■ TEXTABSCHNITT
Pater Aurélian hat eine Mission – eigentlich derer zwei: seine kleine christliche Gemeinde zu beleben, eine echte Gemeinschaft zu schaffen. Und sich für die Verständigung zwischen den Religionen zu engagieren.
Kleine christliche Gemeinde
Alle, selbst nicht religiöse Menschen, sind sie schließlich Gottes Kinder, predigt der Herr Pfarrer seiner Gemeinde. An diesem Sonntagmorgen sind vielleicht 110, 120 Gläubige da, nur eine Handvoll Weiße darunter. Die meisten sind aus afrikanischen Ländern nach Belgien gekommen oder seinerzeit ihre Eltern. Zwei Mal im Monat singt ein Gospelchor beim Sonntagsgottesdienst.
Die Gospelsänger kommen aus dem Kongo, aus Kamerun, Angola, ein weißer Belgier ist dabei. Der Pfarrer hat den Chor gegründet, ist selbst Musiker, hat mehrere CDs aufgenommen, mit dieser Art teilweise fast karibisch anmutender Kirchenmusik.

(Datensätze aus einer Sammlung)

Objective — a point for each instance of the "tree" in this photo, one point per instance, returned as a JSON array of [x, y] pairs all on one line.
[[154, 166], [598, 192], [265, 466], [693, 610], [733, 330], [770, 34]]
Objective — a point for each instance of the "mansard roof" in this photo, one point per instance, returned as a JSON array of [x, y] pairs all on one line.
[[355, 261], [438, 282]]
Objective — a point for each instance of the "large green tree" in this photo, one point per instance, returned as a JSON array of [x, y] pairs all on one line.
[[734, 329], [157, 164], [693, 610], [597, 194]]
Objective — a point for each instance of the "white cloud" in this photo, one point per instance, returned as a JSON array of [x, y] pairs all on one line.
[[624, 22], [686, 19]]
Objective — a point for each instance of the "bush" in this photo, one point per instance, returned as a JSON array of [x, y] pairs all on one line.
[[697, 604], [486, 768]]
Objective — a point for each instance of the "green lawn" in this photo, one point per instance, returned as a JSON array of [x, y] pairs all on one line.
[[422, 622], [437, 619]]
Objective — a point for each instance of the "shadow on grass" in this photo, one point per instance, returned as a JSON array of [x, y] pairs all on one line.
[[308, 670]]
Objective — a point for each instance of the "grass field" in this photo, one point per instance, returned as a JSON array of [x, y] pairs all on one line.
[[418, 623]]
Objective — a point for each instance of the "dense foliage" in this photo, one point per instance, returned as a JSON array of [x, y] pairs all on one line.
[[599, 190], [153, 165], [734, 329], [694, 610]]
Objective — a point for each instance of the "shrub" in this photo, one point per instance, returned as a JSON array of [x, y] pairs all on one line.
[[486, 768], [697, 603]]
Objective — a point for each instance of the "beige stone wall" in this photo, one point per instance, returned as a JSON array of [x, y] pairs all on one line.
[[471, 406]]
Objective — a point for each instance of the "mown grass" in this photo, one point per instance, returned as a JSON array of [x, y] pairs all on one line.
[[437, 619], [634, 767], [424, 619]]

■ AUFGABEN
A) Übernehmen Sie aus dem Abschnitt über Pater Aurélian wörtlich die Passage von „Pater Aurélian hat“ bis einschließlich „Gospelchor beim Sonntagsgottesdienst.“.
B) Beantworten Sie anhand des Abschnitts über Pater Aurélian die folgenden Fragen:
(i) Wie viele Gläubige sind an diesem Sonntagmorgen ungefähr da?
(ii) Wie oft im Monat singt ein Gospelchor beim Sonntagsgottesdienst?
(iii) Wer hat den Chor gegründet?

■ LÖSUNGEN
A)
Pater Aurélian hat eine Mission – eigentlich derer zwei: seine kleine christliche Gemeinde zu beleben, eine echte Gemeinschaft zu schaffen. Und sich für die Verständigung zwischen den Religionen zu engagieren.
Kleine christliche Gemeinde
Alle, selbst nicht religiöse Menschen, sind sie schließlich Gottes Kinder, predigt der Herr Pfarrer seiner Gemeinde. An diesem Sonntagmorgen sind vielleicht 110, 120 Gläubige da, nur eine Handvoll Weiße darunter. Die meisten sind aus afrikanischen Ländern nach Belgien gekommen oder seinerzeit ihre Eltern. Zwei Mal im Monat singt ein Gospelchor beim Sonntagsgottesdienst.

B)
(i) Vielleicht 110, 120 Gläubige.
(ii) Zwei Mal im Monat.
(iii) Der Pfarrer.